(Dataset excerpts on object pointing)

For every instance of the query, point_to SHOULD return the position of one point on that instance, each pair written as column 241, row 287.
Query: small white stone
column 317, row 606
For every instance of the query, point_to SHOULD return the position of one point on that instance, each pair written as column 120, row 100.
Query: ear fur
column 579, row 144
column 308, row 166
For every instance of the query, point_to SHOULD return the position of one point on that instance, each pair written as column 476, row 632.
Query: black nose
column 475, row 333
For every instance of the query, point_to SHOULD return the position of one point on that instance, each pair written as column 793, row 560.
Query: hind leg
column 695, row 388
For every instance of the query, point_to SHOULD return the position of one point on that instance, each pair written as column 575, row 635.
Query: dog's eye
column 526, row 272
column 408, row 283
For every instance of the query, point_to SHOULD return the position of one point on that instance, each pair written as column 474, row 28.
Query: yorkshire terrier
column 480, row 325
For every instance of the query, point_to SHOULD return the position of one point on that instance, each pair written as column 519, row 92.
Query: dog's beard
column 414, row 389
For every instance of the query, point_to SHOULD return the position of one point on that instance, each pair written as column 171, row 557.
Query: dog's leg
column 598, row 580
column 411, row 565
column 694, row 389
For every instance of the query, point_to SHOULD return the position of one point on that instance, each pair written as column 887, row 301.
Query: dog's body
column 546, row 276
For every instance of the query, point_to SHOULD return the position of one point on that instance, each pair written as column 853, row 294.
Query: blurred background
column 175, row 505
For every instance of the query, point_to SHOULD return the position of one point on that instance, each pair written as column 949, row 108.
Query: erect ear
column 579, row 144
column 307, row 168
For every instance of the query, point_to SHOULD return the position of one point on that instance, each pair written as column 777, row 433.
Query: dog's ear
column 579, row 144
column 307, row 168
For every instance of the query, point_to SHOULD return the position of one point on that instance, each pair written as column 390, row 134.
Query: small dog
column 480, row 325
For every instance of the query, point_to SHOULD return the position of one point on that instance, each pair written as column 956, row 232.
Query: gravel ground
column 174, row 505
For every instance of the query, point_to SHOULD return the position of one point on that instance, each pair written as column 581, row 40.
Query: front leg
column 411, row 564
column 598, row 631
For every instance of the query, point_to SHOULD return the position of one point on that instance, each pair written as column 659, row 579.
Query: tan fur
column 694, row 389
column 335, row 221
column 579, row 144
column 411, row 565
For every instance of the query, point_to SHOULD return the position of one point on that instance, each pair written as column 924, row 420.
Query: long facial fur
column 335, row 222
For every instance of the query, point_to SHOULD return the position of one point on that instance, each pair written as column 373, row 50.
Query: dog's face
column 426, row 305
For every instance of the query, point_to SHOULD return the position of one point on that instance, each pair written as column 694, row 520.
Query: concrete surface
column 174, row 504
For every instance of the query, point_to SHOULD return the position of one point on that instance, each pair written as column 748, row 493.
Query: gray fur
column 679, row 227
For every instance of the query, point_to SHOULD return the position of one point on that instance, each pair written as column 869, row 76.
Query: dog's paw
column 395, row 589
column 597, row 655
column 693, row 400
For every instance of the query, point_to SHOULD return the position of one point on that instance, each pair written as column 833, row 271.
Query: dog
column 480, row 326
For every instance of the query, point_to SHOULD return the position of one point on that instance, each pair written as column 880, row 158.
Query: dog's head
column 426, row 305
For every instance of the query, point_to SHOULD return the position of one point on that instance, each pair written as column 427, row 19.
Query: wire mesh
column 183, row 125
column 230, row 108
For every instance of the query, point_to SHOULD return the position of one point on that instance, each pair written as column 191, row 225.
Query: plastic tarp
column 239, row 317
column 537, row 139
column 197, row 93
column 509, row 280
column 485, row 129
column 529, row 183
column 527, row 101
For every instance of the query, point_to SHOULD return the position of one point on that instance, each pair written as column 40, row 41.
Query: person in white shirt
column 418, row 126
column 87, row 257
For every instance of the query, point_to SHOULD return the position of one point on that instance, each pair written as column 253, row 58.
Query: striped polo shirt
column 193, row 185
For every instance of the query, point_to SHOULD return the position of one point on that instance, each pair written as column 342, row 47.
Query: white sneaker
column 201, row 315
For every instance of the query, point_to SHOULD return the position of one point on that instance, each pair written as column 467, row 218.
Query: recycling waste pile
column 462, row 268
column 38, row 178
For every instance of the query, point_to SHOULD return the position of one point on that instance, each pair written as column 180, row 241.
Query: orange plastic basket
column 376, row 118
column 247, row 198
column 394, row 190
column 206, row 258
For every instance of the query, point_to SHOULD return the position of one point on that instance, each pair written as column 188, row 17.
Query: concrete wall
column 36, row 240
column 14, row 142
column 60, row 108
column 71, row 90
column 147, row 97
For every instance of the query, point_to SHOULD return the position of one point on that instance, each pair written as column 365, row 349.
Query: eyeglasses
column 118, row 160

» **Problem statement**
Arrange every one of the records above as a two-column CSV with the header text,answer and one row per record. Put the record's text in the text column and its answer in the answer column, each in a single quoted field with line breaks replaced by spaces.

» **Task answer**
text,answer
"For every instance of the query, point_to SHOULD return the position of one point on that instance, each pair written as column 241, row 287. Query: small white stone","column 317, row 606"
"For every instance of the query, point_to SHOULD return the position of one point on that instance, each pair written as column 120, row 100. Query: ear fur","column 579, row 144 column 308, row 166"
"For every instance of the query, point_to SHOULD return the position of one point on that instance, each pair written as column 476, row 632. Query: black nose","column 475, row 333"
"For every instance of the query, point_to SHOULD return the position of one point on that instance, each pair written as column 793, row 560. Query: hind leg","column 695, row 388"
"For every instance of the query, point_to SHOULD return the position of one point on that instance, each pair written as column 575, row 635. Query: dog's eye","column 526, row 272 column 408, row 283"
"For every instance of the query, point_to SHOULD return the position of one point on that instance, each pair written as column 474, row 28. Query: yorkshire terrier","column 480, row 325"
"For every instance of the query, point_to SHOULD return the position of one point on that instance, each pair written as column 519, row 92. Query: dog's beard","column 414, row 389"
"For every instance of the query, point_to SHOULD return the position of one point on that instance, each pair written as column 171, row 557. Query: dog's leg","column 598, row 580 column 411, row 565 column 694, row 389"
"For every instance of the query, point_to SHOULD return the position of one point on that instance, each pair written as column 887, row 301. Query: dog's body","column 546, row 276"
"For every instance of the query, point_to SHOULD return the position of one point on that instance, each pair written as column 853, row 294. Query: blurred background","column 175, row 505"
"For every instance of the query, point_to SHOULD return the position of one point on that instance, each pair written as column 949, row 108. Query: erect ear","column 579, row 144 column 307, row 168"
"For every instance of the query, point_to SHOULD return the position of one point on that instance, each pair written as column 777, row 433. Query: dog's ear","column 579, row 144 column 307, row 168"
"For every instance of the query, point_to SHOULD return the position of one point on that instance, each pair written as column 390, row 134. Query: small dog","column 480, row 325"
"For every instance of the query, point_to SHOULD return the position of one point on that instance, each pair written as column 956, row 232. Query: gravel ground","column 174, row 505"
"For every instance of the query, point_to SHOULD return the position of one point on that instance, each pair written as column 581, row 40. Query: front leg","column 411, row 564 column 598, row 631"
"For every instance of the query, point_to SHOULD return the position of one point on that instance, each pair written as column 659, row 579. Query: tan fur","column 694, row 389 column 335, row 221 column 579, row 144 column 411, row 565"
"For every instance of the query, point_to SHOULD return the position of one point on that instance, each pair written as column 924, row 420. Query: long facial fur","column 335, row 222"
"For every instance of the query, point_to SHOULD return the position of one point on that instance, each pair written as column 373, row 50. Query: dog's face","column 426, row 305"
"For every instance of the query, point_to SHOULD return the position of one point on that instance, each pair written as column 694, row 520. Query: concrete surface","column 174, row 504"
"For every instance of the query, point_to SHOULD return the position of one point on that instance, each pair written as column 748, row 493. Query: gray fur","column 679, row 227"
"For every instance of the query, point_to SHOULD return the position of one point on that instance, each pair written as column 869, row 76. Query: dog's paw","column 395, row 589 column 597, row 655 column 693, row 400"
"For every instance of the query, point_to SHOULD return the position of one point on that instance, each pair written as column 833, row 271. Query: dog","column 480, row 326"
"For every instance of the query, point_to SHOULD return the position of one point on that instance, each pair written as column 880, row 158. Query: dog's head","column 426, row 305"
"For every instance of the query, point_to SHOULD return the position of one point on that instance, each pair written as column 427, row 19. Query: wire mesh","column 183, row 125 column 230, row 108"
"For every instance of the query, point_to SHOULD return the position of one point on that instance, each pair written as column 191, row 225. Query: plastic tarp","column 239, row 317 column 537, row 139 column 197, row 93 column 509, row 280 column 485, row 129 column 529, row 183 column 527, row 101"
"For every instance of the query, point_to SHOULD return the position of one point on that instance, each pair written as column 40, row 41. Query: person in white shirt","column 418, row 126 column 87, row 257"
"For every instance of the query, point_to SHOULD return the position of one point on that instance, each pair written as column 253, row 58. Query: striped polo shirt","column 193, row 185"
"For every instance of the query, point_to SHOULD return the position of one point on that instance, each pair written as column 342, row 47. Query: white sneaker","column 201, row 315"
"For every instance of the query, point_to SHOULD return the position of one point on that instance, each pair written as column 467, row 218. Query: recycling waste pile","column 462, row 268 column 38, row 178"
"For every instance of the query, point_to SHOULD return the position of one point on that instance, each pair written as column 180, row 241. Query: orange plastic basket","column 376, row 118 column 247, row 198 column 394, row 190 column 206, row 258"
"For every instance of the query, point_to SHOULD return the position of one point on that instance, each pair written as column 188, row 17. Query: concrete wall","column 36, row 240 column 14, row 142 column 60, row 108 column 71, row 90 column 147, row 97"
"For every instance of the query, point_to SHOULD return the position of one point on that instance, each pair written as column 365, row 349. Query: eyeglasses","column 118, row 160"